[Dataset excerpt]
════

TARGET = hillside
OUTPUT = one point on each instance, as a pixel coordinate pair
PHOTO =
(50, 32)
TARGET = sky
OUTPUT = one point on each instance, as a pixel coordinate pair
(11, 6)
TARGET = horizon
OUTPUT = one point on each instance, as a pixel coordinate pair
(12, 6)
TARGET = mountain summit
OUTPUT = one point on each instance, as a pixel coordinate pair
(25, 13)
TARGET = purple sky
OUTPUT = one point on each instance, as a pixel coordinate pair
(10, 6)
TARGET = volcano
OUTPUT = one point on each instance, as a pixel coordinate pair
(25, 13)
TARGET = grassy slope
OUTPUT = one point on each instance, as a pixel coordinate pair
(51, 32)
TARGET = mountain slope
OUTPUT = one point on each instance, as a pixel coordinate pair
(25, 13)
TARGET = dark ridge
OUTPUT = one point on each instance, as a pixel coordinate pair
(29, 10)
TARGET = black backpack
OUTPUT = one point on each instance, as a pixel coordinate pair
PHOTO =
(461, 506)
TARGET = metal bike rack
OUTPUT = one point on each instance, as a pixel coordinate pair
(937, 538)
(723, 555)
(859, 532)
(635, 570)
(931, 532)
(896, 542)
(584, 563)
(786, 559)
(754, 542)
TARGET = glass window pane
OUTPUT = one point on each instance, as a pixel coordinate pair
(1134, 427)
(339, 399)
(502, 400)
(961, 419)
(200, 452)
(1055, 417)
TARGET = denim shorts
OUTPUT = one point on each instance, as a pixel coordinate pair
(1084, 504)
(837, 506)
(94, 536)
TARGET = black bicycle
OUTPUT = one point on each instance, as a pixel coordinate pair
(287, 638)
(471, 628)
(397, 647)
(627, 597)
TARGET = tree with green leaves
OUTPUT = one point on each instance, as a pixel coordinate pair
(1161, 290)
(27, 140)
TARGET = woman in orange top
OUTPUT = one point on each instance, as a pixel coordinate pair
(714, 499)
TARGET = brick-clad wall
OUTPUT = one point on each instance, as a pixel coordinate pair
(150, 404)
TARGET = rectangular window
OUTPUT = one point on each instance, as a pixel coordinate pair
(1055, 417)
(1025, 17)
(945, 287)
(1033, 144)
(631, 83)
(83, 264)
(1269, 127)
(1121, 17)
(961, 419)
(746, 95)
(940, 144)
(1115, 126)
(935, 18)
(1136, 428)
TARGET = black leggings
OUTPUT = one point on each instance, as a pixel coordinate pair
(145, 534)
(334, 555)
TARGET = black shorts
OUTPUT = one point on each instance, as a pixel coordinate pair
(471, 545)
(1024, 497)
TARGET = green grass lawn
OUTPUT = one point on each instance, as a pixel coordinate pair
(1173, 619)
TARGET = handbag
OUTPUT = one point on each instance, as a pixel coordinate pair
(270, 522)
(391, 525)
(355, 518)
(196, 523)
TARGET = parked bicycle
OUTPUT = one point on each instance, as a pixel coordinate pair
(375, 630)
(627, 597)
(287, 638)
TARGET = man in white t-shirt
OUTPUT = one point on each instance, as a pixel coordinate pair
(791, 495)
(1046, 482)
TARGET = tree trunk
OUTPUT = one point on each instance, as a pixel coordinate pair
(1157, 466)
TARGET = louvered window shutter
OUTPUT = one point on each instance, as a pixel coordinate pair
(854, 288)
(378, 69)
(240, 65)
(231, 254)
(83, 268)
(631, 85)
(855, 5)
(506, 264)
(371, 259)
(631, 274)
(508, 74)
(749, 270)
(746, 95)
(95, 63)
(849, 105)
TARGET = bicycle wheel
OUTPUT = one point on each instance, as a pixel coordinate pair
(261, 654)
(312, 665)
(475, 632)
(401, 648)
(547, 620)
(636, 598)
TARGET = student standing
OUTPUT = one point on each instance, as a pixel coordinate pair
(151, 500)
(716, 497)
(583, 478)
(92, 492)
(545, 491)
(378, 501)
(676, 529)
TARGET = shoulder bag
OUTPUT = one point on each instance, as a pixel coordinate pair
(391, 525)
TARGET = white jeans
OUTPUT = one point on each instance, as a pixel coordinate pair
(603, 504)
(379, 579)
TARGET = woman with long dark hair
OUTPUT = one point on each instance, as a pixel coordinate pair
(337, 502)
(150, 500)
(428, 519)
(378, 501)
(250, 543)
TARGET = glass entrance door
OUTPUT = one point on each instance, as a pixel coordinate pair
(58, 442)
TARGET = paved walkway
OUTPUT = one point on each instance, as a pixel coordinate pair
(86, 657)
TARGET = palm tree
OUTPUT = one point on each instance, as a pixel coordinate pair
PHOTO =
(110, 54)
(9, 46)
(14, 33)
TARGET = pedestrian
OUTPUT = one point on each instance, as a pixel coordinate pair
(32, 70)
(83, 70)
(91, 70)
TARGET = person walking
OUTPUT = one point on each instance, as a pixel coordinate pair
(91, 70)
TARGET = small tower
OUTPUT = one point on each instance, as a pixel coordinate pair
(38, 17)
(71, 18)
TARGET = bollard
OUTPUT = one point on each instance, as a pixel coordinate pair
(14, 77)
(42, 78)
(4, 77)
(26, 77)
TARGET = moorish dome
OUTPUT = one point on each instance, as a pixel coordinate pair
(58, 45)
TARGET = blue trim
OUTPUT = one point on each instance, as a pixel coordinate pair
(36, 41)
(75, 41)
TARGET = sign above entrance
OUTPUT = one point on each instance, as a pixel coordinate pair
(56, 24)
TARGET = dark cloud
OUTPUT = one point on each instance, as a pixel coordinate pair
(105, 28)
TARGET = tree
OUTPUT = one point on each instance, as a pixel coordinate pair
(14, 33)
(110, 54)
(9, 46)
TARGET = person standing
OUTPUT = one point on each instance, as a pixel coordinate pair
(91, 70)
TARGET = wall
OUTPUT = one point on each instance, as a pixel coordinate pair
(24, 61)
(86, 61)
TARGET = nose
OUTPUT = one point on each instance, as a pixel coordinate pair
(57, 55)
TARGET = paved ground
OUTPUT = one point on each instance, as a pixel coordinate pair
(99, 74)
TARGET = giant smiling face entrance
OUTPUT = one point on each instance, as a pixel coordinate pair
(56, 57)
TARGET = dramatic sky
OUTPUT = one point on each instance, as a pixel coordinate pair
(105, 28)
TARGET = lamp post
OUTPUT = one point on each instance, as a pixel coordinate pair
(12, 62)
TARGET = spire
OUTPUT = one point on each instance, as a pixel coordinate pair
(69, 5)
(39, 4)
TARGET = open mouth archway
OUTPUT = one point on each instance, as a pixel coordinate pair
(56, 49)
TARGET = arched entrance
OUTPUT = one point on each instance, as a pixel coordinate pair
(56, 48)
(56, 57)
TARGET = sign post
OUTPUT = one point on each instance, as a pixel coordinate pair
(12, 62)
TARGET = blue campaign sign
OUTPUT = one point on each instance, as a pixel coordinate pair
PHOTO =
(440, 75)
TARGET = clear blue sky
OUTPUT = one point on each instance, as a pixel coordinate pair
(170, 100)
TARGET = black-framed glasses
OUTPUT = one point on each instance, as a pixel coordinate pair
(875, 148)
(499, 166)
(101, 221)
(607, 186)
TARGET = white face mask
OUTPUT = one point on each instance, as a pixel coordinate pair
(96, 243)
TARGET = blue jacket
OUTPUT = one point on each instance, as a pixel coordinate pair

════

WORK INSTRUCTIONS: Revise the entire listing above so that "instance" becomes "object" everywhere, with everything else kept the same.

PROBLEM SOLUTION:
TARGET = hillside
OUTPUT = one point on each object, as a pixel coordinate pair
PHOTO =
(50, 32)
TARGET = sky
OUTPUT = one point on each object, as a pixel coordinate pair
(11, 6)
TARGET = horizon
OUTPUT = one point on each object, as a pixel coordinate pair
(12, 6)
TARGET = mountain summit
OUTPUT = one point on each object, as a pixel coordinate pair
(25, 13)
TARGET = purple sky
OUTPUT = one point on each object, as a pixel coordinate pair
(10, 6)
TARGET = volcano
OUTPUT = one point on each object, as a pixel coordinate pair
(25, 13)
TARGET = grassy slope
OUTPUT = one point on each object, as a pixel coordinate pair
(51, 32)
TARGET = mountain slope
OUTPUT = one point on each object, as a pixel coordinate pair
(25, 13)
TARGET = dark ridge
OUTPUT = one point on each object, as a pixel coordinate pair
(29, 10)
TARGET = black backpack
OUTPUT = one point on each object, as a pixel coordinate pair
PHOTO =
(461, 506)
TARGET = metal bike rack
OUTPUT = one point on each object, as a pixel coordinate pair
(937, 538)
(723, 555)
(859, 532)
(635, 570)
(931, 532)
(896, 542)
(584, 563)
(786, 559)
(754, 542)
TARGET = glass window pane
OUTPUT = one point on each object, as a pixel coordinate pair
(1134, 427)
(339, 399)
(502, 400)
(961, 419)
(200, 452)
(1055, 417)
TARGET = denim shorts
OUTPUT = one point on each object, as a pixel coordinate pair
(1084, 504)
(837, 506)
(94, 536)
TARGET = black bicycle
OUTPUT = one point on each object, as a pixel coordinate pair
(287, 638)
(471, 628)
(397, 647)
(627, 597)
TARGET = tree with green leaves
OUTPUT = one point on each object, as a pixel coordinate pair
(1161, 290)
(27, 140)
TARGET = woman in orange top
OUTPUT = one point on each object, as a pixel coordinate pair
(714, 499)
TARGET = brick-clad wall
OUTPUT = one point on each object, as a pixel coordinate pair
(150, 404)
TARGET = rectangular window
OUTPUT = one point on each object, as a pixel coordinate pair
(1055, 417)
(1025, 17)
(945, 287)
(1033, 144)
(631, 83)
(83, 264)
(1269, 127)
(1121, 17)
(961, 419)
(746, 95)
(940, 144)
(1115, 126)
(935, 18)
(1136, 428)
TARGET = black leggings
OUTPUT = one point on each object, as a pixel coordinate pair
(145, 534)
(334, 555)
TARGET = black shorts
OUTPUT = one point on each object, as a pixel coordinate pair
(471, 545)
(1024, 497)
TARGET = green grass lawn
OUTPUT = one point on each object, as a pixel coordinate pair
(1173, 619)
TARGET = handbag
OUTPUT = one point on each object, as a pixel coordinate pair
(270, 522)
(391, 525)
(355, 518)
(196, 523)
TARGET = parked bicycle
OUTPUT = one point on each object, as a pixel coordinate pair
(375, 630)
(627, 597)
(287, 638)
TARGET = man in white t-shirt
OUTPUT = one point on each object, as a pixel coordinate pair
(791, 495)
(1046, 482)
TARGET = tree trunk
OUTPUT = one point on each object, as a pixel coordinate pair
(1157, 466)
TARGET = louvered window shutter
OUTPUT = one point on each object, as a pixel coordinate pair
(854, 288)
(378, 69)
(240, 65)
(231, 254)
(83, 268)
(631, 85)
(855, 5)
(506, 264)
(371, 259)
(631, 274)
(508, 74)
(749, 270)
(746, 95)
(95, 63)
(849, 105)
TARGET = bicycle wheel
OUTPUT = one point on each object, as a pixel coordinate pair
(261, 654)
(312, 665)
(475, 632)
(401, 648)
(547, 620)
(636, 598)
TARGET = student standing
OUTPUT = one point on each object, as a pixel coordinate pair
(151, 500)
(716, 497)
(583, 478)
(92, 492)
(545, 491)
(378, 501)
(676, 529)
TARGET = shoulder bag
OUTPUT = one point on each object, as a pixel coordinate pair
(391, 525)
TARGET = white jeans
OUTPUT = one point on each object, as a pixel coordinate pair
(603, 504)
(379, 579)
TARGET = woman with long dark hair
OUTPUT = one point on each object, as a pixel coordinate pair
(337, 502)
(150, 500)
(428, 519)
(378, 501)
(250, 543)
TARGET = glass entrance door
OUTPUT = one point on each object, as a pixel coordinate pair
(58, 442)
TARGET = paved walkway
OUTPUT = one point on each object, as a pixel coordinate pair
(86, 657)
TARGET = palm tree
OUTPUT = one point on each object, as a pixel coordinate pair
PHOTO =
(110, 54)
(9, 46)
(14, 33)
TARGET = pedestrian
OUTPUT = one point on each object, as a pixel coordinate pair
(32, 70)
(83, 70)
(91, 70)
TARGET = person walking
OUTPUT = one point on each object, as a pixel coordinate pair
(91, 70)
TARGET = small tower
OUTPUT = one point on each object, as a pixel coordinate pair
(38, 17)
(71, 18)
TARGET = bollard
OUTPUT = one point on each object, as a pixel coordinate pair
(14, 77)
(42, 78)
(4, 77)
(26, 77)
TARGET = moorish dome
OUTPUT = one point on each object, as a pixel coordinate pair
(58, 45)
TARGET = blue trim
OUTPUT = one point on each object, as a pixel coordinate pair
(36, 41)
(75, 41)
TARGET = sign above entrance
OUTPUT = one point on each object, as a pixel coordinate pair
(56, 24)
TARGET = dark cloud
OUTPUT = one point on each object, as a pixel coordinate pair
(105, 28)
TARGET = tree
OUTPUT = one point on each object, as a pixel coordinate pair
(14, 33)
(110, 54)
(9, 46)
TARGET = person standing
OUTPUT = one point on each object, as a pixel coordinate pair
(91, 70)
TARGET = wall
OUTPUT = one point on each object, as a pixel coordinate pair
(24, 61)
(86, 61)
TARGET = nose
OUTPUT = one point on each object, as a pixel coordinate pair
(57, 55)
TARGET = paved ground
OUTPUT = one point on each object, as a pixel coordinate pair
(99, 74)
TARGET = giant smiling face entrance
OUTPUT = one point on each object, as a pixel coordinate pair
(56, 57)
TARGET = dramatic sky
OUTPUT = one point on each object, as a pixel coordinate pair
(105, 28)
TARGET = lamp post
OUTPUT = one point on each object, as a pixel coordinate pair
(12, 62)
TARGET = spire
OUTPUT = one point on each object, as a pixel coordinate pair
(69, 5)
(39, 4)
TARGET = open mouth archway
OUTPUT = one point on each object, as a pixel coordinate pair
(56, 49)
TARGET = arched entrance
OUTPUT = one point on each object, as a pixel coordinate pair
(56, 48)
(56, 57)
TARGET = sign post
OUTPUT = one point on each object, as a pixel coordinate pair
(12, 62)
TARGET = blue campaign sign
OUTPUT = one point on each object, as a pixel coordinate pair
PHOTO =
(440, 75)
TARGET = clear blue sky
OUTPUT = one point on each object, as a pixel coordinate pair
(170, 100)
TARGET = black-framed glasses
OUTPUT = one point on each object, as a pixel coordinate pair
(875, 148)
(499, 166)
(101, 221)
(607, 186)
TARGET = white face mask
OUTPUT = one point on each object, as a pixel coordinate pair
(96, 243)
TARGET = blue jacket
OUTPUT = one point on each object, as a pixel coordinate pair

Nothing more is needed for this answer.